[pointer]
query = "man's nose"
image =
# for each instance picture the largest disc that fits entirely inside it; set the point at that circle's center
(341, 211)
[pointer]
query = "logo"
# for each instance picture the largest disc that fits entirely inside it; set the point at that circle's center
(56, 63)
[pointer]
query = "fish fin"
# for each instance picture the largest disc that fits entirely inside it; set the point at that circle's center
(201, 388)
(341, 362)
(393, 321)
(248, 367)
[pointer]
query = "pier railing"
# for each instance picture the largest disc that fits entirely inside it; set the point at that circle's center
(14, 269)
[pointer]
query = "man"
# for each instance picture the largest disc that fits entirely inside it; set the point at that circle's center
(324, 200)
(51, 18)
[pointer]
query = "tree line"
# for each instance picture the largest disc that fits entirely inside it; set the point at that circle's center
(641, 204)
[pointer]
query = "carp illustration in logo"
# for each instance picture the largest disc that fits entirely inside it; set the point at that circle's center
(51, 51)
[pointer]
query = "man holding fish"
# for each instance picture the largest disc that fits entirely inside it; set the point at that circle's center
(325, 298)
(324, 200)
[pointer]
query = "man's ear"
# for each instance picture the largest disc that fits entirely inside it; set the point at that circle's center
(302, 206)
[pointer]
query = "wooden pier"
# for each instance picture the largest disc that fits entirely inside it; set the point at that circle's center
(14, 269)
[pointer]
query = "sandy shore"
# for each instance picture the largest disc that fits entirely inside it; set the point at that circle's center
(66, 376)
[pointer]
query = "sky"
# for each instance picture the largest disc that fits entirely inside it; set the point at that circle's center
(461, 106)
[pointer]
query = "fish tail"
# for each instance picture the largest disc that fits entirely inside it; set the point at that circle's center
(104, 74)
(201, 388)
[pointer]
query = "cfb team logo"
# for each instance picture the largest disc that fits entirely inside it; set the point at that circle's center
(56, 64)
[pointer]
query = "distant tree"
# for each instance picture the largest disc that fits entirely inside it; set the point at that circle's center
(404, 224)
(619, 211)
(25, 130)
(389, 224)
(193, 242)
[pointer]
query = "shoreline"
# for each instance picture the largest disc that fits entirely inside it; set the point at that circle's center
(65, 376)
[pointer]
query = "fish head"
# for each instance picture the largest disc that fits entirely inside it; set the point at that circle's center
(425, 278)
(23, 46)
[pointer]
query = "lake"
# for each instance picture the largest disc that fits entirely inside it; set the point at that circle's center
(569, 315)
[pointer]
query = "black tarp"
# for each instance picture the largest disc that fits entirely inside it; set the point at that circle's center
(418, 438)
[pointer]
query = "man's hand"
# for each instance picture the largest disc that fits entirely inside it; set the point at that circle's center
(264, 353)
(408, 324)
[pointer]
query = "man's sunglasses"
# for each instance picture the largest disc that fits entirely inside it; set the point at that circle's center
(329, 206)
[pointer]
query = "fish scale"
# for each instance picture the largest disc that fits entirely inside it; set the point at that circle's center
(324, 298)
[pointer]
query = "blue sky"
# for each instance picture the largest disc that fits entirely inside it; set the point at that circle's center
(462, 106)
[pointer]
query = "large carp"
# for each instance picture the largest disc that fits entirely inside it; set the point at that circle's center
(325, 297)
○ ○ ○
The full listing is to be written out again, exactly as shown.

[pointer]
query = "man's nose"
image =
# for each instance picture the largest disc that fits entirely inside it; set the point at that circle's center
(341, 211)
[pointer]
query = "logo"
# for each instance picture the largest disc that fits entirely inside it; set the point at that circle's center
(56, 63)
[pointer]
query = "fish fin"
# for each instance picture the largest disc that fits entirely inside it; set the point at that circle's center
(201, 388)
(341, 362)
(393, 321)
(248, 367)
[pointer]
query = "pier railing"
# for each instance picture the largest disc that fits entirely inside it; set the point at that circle's center
(14, 269)
[pointer]
query = "man"
# for each instance picture the largest disc that fits entirely inside it; set the point at that circle's center
(324, 200)
(51, 18)
[pointer]
query = "tree line"
# for each instance picture the largest disc that fits entirely inside it; set the point at that circle's center
(641, 204)
[pointer]
query = "carp illustration in logo"
# for each instance picture the largest disc that fits entirely inside it; set the point at that circle's center
(51, 51)
[pointer]
query = "man holding fish"
# for each instance picture the largest disc that fits entirely inside it; set the point at that circle's center
(325, 298)
(324, 200)
[pointer]
query = "man's ear"
# for each instance picture the largest disc that fits entirely inside it; set the point at that circle's center
(302, 206)
[pointer]
query = "wooden pier"
# for each instance picture the largest disc that fits entirely inside it; set the point at that circle's center
(14, 269)
[pointer]
query = "sandy shore"
# for each instance picture the largest disc that fits entirely inside it; set the point at that circle's center
(66, 376)
[pointer]
query = "sky"
# for each instance picture the largest disc that fits entirely inside it; set the point at that circle's center
(461, 106)
[pointer]
query = "fish tail"
# for each instance picture the largest disc that fits entirely inside it; set the point at that circle's center
(104, 74)
(201, 388)
[pointer]
query = "cfb team logo"
# for each instance picture the largest disc that fits entirely inside it; set the point at that circle's center
(56, 64)
[pointer]
query = "distant tree"
# for each instance picture the largest disc that fits entirely inside it; set the point at that circle's center
(404, 224)
(619, 211)
(25, 130)
(389, 224)
(193, 242)
[pointer]
query = "shoreline"
# for each instance picture the largest disc that fits entirely inside it; set the point at that circle's center
(65, 376)
[pointer]
query = "fish head"
# for each instance picture the largest disc that fits entirely inside it; set the point at that circle's center
(425, 278)
(23, 46)
[pointer]
query = "lake"
# for each instance picture the largest disc that fits entirely inside it; set the point at that circle's center
(569, 315)
[pointer]
query = "black tarp"
# for each instance picture the largest disc that fits entirely inside it; set the point at that circle's center
(418, 438)
[pointer]
query = "man's hand"
# for each instance picture the largest disc that fits entirely inside it; set the point at that circle's center
(264, 353)
(408, 324)
[pointer]
query = "man's sunglasses"
# for each instance picture the largest disc that fits entirely inside it; set the point at that circle's center
(329, 206)
[pointer]
query = "fish scale"
# for each instance picture the largest disc that fits entirely inside it; set the point at that circle's center
(324, 298)
[pointer]
query = "blue sky"
# for each instance picture the largest disc that fits entirely inside it; set the point at that circle's center
(462, 106)
[pointer]
query = "large carp"
# for each instance picture the largest disc that fits entirely inside it; set the point at that circle's center
(325, 297)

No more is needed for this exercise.